◆ **PAGE TEXT**:
== Segment start ==
I accept the role as the outsider, because like the masseuses' hands, I have different insights and abilities. My role as the outsider helps me be grateful for everything valuable in my life. As the outsider, I know that someday I will have the opportunity to prevent others from feeling like the outsider.

Sincerely yours,
The Outsider

Otherwise known as Glenda

Before my life changing massage at Chivit Thamma Da in Chiang Rai, Thailand

Day 2 of Chivit Thamma Da. If heaven exists, I want it to look exactly like that coffee shop.


  1. Oh Glenda! Are you and I soul mates or what? This post sounds exactly how I felt for the 2 yrs I spent in Arizona while in Teach For America. The truth is...you and I are outsiders. Not that we have chosen to be, but we have been placed there by society. Sometimes it can be a drag, but we feel the way we do because we are the "talented tenth". We are educated and on the path out of poverty, but still maintain close cultural ties. This is rare. It is easier to forget where you come from and be "white" or "one of them". I'm so glad to know that there is another Latina in the world who feels like I do. I've often had friends who are Latino/a that don't understand why I feel like an outsider....but the truth is that I didn't choose to feel like this, people have made me an outsider and now I champion it. Yes, it gets lonely sometimes, but at least you know that you are maintaining your integrity - something that few people do (even my closest friends who are proud coconuts). I'm proud to call you my fellow Latina, keep doing what you're doing and growing in understanding yourself.
== Segment end ==
◆ **LISTED ENTRIES**:
== Segment start ==
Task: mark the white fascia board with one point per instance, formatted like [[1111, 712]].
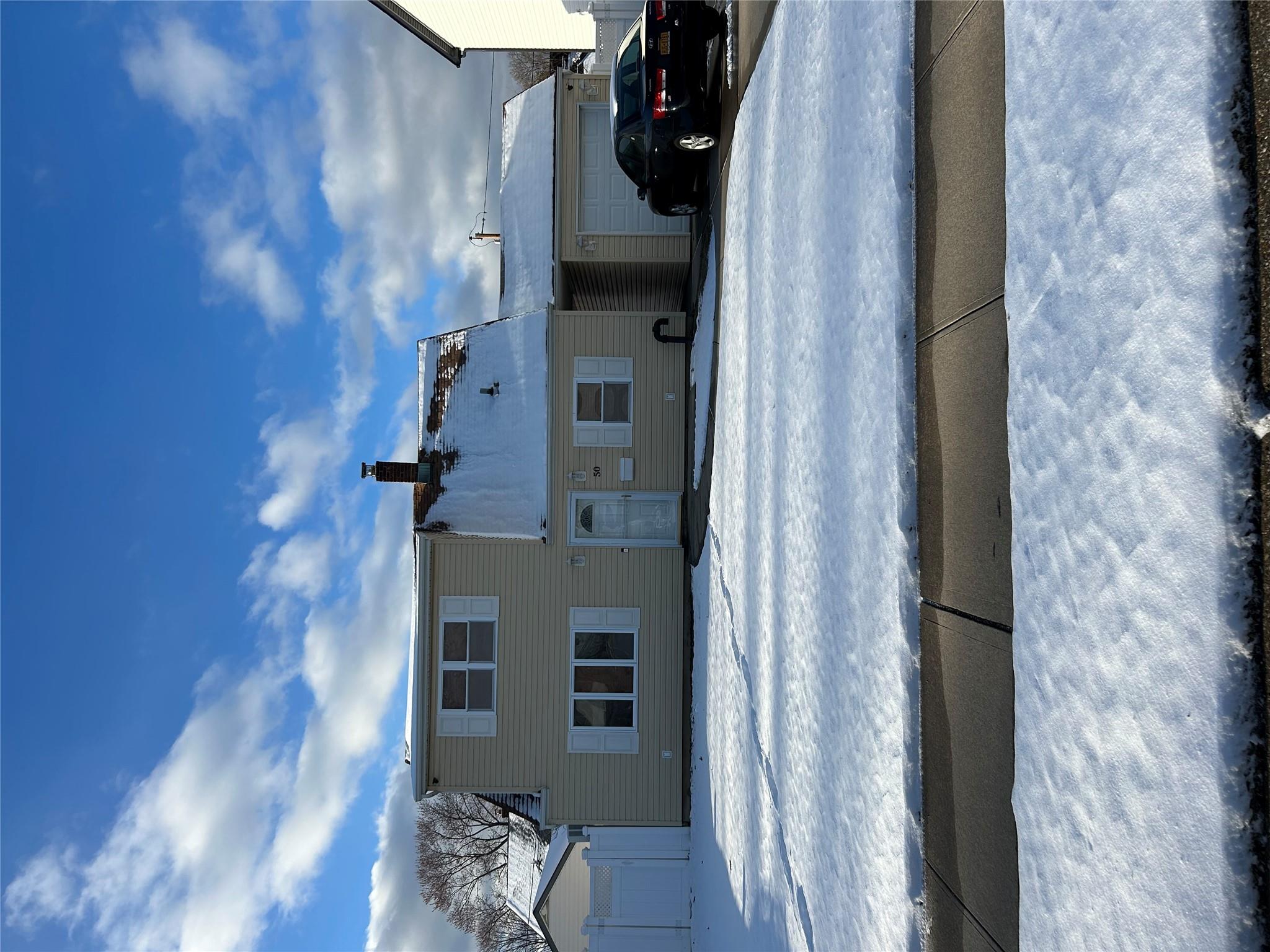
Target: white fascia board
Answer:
[[417, 674]]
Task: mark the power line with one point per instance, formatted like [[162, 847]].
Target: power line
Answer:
[[489, 141]]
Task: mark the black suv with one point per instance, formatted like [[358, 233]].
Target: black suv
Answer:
[[665, 122]]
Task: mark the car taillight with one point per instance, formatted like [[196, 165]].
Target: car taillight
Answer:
[[659, 94]]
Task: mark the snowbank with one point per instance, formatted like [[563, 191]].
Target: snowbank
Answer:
[[703, 362], [804, 786], [1128, 472]]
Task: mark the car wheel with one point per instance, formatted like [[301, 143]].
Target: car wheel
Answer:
[[695, 141]]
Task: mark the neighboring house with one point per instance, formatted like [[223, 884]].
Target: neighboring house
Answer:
[[526, 853], [548, 648], [609, 889], [456, 27], [613, 19]]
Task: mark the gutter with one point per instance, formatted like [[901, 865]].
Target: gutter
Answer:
[[422, 31], [417, 676]]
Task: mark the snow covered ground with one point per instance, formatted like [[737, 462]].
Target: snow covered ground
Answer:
[[1129, 474], [804, 785]]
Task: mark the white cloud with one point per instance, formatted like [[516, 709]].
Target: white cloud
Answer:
[[244, 262], [299, 569], [285, 187], [47, 888], [179, 866], [195, 79], [233, 824], [401, 919], [299, 456], [403, 172], [210, 90]]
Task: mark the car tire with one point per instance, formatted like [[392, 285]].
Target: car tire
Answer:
[[696, 141]]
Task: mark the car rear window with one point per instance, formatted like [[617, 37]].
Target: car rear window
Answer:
[[626, 81]]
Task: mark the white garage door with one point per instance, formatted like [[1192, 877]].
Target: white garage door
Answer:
[[607, 203]]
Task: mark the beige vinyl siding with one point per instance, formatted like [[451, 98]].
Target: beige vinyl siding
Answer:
[[572, 90], [625, 286], [536, 588], [569, 903]]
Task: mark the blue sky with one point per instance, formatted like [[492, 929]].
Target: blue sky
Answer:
[[223, 229]]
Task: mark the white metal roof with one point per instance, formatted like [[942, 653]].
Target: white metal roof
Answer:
[[498, 24], [526, 200]]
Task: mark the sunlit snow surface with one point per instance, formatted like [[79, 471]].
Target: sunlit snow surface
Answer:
[[804, 785], [1128, 475]]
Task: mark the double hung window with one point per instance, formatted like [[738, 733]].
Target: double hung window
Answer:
[[603, 681], [602, 402], [469, 662]]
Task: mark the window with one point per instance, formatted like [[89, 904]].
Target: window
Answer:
[[603, 681], [603, 391], [626, 92], [468, 689]]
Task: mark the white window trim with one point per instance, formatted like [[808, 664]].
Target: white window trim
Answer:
[[602, 741], [610, 374], [625, 542], [465, 724]]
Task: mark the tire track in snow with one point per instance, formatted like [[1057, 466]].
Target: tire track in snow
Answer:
[[769, 774]]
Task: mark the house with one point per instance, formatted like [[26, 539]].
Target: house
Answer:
[[455, 27], [548, 646], [607, 889]]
== Segment end ==
◆ **EXERCISE REQUIREMENTS**:
Reproduce the blog post word for word, starting with "Before my life" and going on through "that coffee shop.". The rows are separate material and have no connection to the blog post.

◆ **RESPONSE**:
Before my life changing massage at Chivit Thamma Da in Chiang Rai, Thailand

Day 2 of Chivit Thamma Da. If heaven exists, I want it to look exactly like that coffee shop.